-- START Text --
The pirates, meanwhile, seem to be doing better than ever. They raked in an estimated $90 million last year. And yesterday they seized a tanker off the coast of East Africa.

Nick Wadhams follows the money trail across the border into Kenya.

(Soundbite of song, "Somalia")

K'NAAN (Rapper): (Rapping) She got a gun, but could have been a model or physician. So what you know about the pirates terrorize the ocean?

NICK WADHAMS: Piracy in Somalia has become such a problem and such a part of the popular culture that Somali rapper K'naan riffs about it in "Somalia," a song about how low his country has fallen.

In neighboring Kenya, songs like this drift through the market stalls in Nairobi's Eastleigh neighborhood, where many Somali immigrants live.

Ordinary Somalis without jobs see the pirate trade as a way to put food on the table, and piracy shows no sign of slowing down if you judge by Nairobi.

(Soundbite of banging)

WADHAMS: And that leads to another common sound in the neighborhood. New buildings are going up in Eastleigh. A broker who identifies himself as Willy gives me a tour of the buildings that he says are being built with piracy money. He got his start forging documents for illegal Somali immigrants years ago. Now, he says, he helps pirates buy property.

WILLY (Real estate broker): I have friends, most are agents whom I operate with. They tell me this is piracy money, Willy. Take the advantage of the situation, man. This money is her. You can always make some profits out of it.
-- END Text --
§ **Task to complete**:
Copy the piracy text's passage starting at "WADHAMS: And that" and ending at "profits out of it.", changing "piracy money" to "pirate cash".
-- START Data listing --
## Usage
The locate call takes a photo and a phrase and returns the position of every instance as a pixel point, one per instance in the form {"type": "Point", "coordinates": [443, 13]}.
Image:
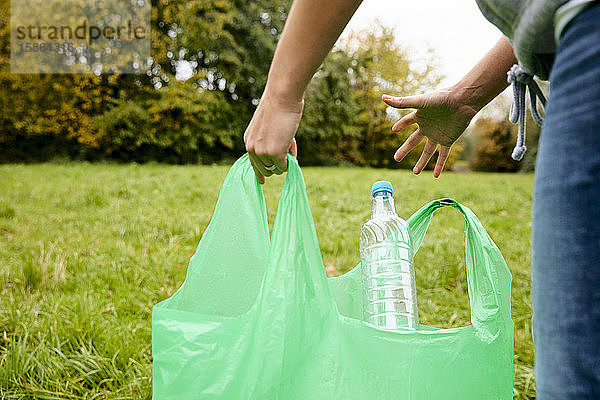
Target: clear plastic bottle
{"type": "Point", "coordinates": [390, 295]}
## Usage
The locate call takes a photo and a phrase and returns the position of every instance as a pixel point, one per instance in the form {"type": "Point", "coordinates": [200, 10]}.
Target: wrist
{"type": "Point", "coordinates": [469, 95]}
{"type": "Point", "coordinates": [282, 97]}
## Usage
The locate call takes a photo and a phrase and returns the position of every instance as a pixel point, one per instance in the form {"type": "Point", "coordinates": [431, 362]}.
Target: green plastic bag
{"type": "Point", "coordinates": [257, 318]}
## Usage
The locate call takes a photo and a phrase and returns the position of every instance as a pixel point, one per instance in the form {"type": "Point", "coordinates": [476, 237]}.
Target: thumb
-- END Data listing --
§ **Response to this task**:
WADHAMS: And that leads to another common sound in the neighborhood. New buildings are going up in Eastleigh. A broker who identifies himself as Willy gives me a tour of the buildings that he says are being built with pirate cash. He got his start forging documents for illegal Somali immigrants years ago. Now, he says, he helps pirates buy property.

WILLY (Real estate broker): I have friends, most are agents whom I operate with. They tell me this is pirate cash, Willy. Take the advantage of the situation, man. This money is her. You can always make some profits out of it.